Prompt:
Please lay out the lines from the one containing "Practice. For this step, pick out the bird head" through the one containing "point(420, 198)" as a JSON list of strings, one string per line and no blank lines.

Data shown:
────
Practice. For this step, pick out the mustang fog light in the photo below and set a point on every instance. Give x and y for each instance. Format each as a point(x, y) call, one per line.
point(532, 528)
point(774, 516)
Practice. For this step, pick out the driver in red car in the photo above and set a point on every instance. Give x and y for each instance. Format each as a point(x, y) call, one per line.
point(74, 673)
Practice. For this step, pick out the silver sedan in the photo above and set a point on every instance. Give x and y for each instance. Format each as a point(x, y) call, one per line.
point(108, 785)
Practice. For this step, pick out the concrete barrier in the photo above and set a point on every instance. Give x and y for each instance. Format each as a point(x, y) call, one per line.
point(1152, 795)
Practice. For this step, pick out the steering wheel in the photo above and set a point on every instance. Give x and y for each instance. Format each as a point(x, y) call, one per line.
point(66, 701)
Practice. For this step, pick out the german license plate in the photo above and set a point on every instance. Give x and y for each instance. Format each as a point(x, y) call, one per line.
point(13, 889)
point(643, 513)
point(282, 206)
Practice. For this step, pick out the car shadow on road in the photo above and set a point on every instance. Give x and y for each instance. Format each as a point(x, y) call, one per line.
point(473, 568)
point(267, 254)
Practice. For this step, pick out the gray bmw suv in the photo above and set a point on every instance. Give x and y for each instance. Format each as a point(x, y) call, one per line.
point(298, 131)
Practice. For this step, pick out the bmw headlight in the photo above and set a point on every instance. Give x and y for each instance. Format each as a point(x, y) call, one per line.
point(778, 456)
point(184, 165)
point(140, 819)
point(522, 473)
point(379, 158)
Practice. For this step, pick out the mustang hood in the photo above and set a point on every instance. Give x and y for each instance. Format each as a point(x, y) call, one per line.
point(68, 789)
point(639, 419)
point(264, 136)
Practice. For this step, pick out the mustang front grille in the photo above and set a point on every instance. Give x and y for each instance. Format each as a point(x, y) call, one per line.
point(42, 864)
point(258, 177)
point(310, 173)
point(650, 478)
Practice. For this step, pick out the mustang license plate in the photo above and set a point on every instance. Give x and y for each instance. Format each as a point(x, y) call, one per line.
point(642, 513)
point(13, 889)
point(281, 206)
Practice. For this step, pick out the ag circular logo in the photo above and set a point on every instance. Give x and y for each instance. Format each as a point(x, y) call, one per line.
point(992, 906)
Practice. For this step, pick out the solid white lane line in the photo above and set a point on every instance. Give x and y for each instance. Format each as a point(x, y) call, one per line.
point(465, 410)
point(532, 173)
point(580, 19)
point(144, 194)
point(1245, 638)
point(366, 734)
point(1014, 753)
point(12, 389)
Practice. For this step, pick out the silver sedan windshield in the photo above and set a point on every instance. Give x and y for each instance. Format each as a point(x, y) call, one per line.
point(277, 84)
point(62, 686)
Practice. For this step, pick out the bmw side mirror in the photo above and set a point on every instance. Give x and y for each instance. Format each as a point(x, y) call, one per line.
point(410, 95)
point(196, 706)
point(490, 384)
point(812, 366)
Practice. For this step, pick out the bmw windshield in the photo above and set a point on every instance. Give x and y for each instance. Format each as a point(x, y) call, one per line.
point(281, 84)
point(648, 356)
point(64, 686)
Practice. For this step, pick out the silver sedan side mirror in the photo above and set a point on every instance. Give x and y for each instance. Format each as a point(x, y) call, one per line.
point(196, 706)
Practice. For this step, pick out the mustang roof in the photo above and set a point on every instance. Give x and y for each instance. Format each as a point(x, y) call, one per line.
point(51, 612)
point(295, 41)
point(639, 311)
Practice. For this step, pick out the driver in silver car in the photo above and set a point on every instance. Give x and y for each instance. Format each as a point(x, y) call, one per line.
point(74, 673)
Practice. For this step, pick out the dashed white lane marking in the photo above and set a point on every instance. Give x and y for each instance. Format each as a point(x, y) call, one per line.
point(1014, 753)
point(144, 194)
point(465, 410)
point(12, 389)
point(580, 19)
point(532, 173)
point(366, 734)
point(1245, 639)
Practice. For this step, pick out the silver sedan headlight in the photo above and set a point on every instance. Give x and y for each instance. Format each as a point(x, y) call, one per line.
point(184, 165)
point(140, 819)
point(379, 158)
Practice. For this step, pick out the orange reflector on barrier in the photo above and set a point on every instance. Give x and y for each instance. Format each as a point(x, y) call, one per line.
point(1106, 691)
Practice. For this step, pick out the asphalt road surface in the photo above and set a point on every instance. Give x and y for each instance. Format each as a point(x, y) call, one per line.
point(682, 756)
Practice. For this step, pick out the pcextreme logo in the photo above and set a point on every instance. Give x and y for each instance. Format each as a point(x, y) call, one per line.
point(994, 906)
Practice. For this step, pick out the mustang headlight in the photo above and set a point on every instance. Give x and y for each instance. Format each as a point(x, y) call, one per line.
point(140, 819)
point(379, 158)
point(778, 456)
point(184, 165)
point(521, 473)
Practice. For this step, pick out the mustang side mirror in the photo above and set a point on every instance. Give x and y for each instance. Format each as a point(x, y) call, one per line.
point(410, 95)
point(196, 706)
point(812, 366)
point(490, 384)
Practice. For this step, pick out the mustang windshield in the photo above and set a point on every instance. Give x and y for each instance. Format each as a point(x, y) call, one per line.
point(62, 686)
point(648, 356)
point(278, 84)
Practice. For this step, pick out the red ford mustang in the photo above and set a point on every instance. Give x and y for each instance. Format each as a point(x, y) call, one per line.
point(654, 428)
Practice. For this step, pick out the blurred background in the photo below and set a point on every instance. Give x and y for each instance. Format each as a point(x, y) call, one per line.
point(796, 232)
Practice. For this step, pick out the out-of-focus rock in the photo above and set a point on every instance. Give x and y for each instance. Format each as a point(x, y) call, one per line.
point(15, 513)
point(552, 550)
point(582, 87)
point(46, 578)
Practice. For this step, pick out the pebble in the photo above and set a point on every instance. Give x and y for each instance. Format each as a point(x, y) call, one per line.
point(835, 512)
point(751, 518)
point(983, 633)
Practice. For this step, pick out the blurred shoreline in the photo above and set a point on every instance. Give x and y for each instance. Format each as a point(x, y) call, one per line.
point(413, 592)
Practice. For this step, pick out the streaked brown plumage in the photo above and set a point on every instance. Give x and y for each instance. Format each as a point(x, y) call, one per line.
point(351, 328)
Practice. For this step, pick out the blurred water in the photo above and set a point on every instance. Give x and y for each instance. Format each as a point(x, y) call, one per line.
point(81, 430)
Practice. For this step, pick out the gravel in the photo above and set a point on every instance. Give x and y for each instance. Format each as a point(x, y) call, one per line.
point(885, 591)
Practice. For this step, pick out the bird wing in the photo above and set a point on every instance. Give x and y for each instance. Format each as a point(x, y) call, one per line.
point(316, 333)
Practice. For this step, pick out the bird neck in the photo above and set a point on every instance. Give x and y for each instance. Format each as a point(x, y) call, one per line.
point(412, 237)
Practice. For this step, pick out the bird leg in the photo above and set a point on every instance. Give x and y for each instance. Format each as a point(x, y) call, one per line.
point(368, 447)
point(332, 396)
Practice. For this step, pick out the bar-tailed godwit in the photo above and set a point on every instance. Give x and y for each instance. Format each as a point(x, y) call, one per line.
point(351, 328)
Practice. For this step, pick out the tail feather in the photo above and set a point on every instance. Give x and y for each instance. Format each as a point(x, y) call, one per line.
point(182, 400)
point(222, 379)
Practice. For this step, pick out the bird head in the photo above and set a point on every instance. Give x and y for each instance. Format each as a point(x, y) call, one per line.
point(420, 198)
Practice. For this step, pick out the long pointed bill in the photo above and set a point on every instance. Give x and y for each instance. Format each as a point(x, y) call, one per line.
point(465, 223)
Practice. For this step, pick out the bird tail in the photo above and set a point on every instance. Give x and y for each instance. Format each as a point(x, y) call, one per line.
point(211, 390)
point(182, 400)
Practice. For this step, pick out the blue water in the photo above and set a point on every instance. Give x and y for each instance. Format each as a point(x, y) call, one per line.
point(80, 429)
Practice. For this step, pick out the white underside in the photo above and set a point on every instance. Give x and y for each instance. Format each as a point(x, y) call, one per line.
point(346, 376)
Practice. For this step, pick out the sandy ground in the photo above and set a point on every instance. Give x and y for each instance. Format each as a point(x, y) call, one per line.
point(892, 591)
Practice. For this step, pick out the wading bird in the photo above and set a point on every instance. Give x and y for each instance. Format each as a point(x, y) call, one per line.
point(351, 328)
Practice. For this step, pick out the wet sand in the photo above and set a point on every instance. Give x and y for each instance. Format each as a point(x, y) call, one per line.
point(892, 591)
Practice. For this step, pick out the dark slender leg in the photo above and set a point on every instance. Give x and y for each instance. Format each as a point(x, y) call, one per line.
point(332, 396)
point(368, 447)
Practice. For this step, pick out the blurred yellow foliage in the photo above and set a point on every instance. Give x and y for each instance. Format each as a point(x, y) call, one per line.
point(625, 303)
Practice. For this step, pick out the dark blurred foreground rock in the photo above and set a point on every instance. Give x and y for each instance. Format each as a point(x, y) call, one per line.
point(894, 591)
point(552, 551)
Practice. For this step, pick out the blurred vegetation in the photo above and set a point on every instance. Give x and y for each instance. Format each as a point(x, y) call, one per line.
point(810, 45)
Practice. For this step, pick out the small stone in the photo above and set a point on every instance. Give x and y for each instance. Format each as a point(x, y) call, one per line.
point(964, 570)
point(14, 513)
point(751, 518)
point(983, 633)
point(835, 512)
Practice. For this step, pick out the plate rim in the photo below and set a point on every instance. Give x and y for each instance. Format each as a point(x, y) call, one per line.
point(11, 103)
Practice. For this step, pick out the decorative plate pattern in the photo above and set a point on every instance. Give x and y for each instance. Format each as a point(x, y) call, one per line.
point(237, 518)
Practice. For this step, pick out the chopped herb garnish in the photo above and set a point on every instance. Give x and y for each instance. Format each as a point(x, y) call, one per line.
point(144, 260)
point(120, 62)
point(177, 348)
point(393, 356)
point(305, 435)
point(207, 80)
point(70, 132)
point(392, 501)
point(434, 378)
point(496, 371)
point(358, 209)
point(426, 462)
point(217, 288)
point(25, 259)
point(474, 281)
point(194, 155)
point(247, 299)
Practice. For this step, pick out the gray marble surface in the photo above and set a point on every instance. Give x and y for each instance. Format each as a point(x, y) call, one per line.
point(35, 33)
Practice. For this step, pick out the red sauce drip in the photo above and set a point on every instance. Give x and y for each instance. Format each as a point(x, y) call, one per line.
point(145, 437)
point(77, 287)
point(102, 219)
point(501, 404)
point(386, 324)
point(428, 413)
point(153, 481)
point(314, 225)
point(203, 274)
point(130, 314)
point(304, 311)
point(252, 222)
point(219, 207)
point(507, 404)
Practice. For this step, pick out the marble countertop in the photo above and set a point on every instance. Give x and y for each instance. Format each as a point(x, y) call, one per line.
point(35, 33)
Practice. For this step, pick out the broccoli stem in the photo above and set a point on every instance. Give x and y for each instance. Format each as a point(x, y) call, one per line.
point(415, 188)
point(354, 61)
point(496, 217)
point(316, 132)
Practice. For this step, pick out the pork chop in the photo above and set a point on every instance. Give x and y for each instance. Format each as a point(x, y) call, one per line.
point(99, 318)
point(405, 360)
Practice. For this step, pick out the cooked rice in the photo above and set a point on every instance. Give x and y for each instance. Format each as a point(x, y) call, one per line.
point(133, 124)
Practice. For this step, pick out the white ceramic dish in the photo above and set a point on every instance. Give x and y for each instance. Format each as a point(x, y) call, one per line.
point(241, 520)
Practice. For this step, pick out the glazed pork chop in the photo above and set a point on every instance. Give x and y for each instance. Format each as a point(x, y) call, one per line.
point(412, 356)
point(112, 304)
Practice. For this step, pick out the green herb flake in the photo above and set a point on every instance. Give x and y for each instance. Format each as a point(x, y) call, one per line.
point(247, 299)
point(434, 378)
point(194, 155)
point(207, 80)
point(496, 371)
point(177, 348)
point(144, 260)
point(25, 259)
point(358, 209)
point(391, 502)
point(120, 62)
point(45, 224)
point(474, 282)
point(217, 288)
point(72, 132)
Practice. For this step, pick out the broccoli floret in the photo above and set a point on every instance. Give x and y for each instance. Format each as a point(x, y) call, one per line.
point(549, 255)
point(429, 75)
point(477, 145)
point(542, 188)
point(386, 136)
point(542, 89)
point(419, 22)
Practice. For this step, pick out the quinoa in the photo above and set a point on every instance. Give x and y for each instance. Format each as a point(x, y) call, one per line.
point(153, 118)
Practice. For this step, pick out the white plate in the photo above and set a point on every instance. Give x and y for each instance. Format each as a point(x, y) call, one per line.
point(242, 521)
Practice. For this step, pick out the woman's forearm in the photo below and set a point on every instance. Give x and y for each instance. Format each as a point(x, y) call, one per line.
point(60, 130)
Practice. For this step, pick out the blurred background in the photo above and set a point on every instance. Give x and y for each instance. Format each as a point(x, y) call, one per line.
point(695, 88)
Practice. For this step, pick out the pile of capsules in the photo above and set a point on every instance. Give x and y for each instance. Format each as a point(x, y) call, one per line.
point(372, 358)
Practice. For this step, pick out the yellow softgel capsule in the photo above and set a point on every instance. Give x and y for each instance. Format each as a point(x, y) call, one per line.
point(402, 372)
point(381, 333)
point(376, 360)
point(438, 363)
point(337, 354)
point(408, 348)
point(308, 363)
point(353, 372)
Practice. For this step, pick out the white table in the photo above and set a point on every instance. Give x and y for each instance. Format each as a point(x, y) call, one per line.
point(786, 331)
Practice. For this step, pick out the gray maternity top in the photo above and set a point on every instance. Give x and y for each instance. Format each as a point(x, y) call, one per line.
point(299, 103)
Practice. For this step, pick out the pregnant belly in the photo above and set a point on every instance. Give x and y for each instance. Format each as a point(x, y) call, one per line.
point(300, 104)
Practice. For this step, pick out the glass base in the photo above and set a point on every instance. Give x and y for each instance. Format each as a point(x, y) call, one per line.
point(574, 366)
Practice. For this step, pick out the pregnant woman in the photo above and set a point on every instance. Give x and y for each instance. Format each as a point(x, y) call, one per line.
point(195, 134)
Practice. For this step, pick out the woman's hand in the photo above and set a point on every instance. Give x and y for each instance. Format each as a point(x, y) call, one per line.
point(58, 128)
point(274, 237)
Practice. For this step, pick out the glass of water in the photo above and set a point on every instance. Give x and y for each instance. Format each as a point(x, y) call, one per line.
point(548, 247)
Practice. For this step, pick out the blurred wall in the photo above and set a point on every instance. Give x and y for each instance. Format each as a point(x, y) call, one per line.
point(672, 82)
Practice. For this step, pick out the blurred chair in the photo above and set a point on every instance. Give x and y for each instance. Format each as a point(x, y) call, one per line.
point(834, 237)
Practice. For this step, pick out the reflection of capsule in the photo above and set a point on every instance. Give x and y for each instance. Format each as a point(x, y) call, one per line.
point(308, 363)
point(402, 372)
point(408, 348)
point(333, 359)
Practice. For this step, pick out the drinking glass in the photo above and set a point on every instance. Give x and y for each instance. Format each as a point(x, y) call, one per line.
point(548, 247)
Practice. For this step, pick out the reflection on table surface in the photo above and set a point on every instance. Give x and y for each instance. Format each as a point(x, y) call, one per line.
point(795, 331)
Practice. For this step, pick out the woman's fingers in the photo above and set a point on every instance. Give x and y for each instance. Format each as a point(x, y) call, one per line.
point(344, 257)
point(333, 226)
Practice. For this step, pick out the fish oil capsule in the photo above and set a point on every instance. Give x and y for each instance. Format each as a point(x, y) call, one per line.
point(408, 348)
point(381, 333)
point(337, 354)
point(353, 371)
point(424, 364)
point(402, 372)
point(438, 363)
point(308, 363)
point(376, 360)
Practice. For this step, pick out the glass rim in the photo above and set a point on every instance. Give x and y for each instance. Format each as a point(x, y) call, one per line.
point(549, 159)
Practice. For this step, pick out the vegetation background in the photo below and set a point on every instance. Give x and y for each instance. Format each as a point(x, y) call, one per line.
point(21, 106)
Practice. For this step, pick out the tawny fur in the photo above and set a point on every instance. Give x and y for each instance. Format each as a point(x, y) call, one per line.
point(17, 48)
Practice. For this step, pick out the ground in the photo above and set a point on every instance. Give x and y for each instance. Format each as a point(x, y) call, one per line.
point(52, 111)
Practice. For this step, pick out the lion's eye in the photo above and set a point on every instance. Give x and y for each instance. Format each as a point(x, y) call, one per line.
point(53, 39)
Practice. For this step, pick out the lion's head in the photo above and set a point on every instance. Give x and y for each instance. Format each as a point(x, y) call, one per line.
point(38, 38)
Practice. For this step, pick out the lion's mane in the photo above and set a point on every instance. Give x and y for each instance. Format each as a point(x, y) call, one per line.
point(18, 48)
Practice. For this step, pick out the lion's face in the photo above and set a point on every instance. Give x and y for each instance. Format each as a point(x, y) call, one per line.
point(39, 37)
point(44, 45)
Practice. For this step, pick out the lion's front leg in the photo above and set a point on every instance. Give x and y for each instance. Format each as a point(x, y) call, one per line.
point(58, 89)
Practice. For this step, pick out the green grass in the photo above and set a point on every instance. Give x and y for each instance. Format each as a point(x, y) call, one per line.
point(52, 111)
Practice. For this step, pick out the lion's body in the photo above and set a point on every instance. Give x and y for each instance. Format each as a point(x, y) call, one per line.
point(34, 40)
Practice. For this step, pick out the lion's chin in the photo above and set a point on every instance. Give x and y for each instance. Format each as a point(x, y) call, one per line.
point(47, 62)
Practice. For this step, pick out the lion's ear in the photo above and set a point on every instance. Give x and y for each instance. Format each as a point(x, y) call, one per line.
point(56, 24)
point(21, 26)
────
Exercise answer:
[
  "Practice. For this step, pick out the bird head in the photo above and set a point on every instance. Give x and y for each instance. Format each as a point(x, y) call, one per line.",
  "point(420, 198)"
]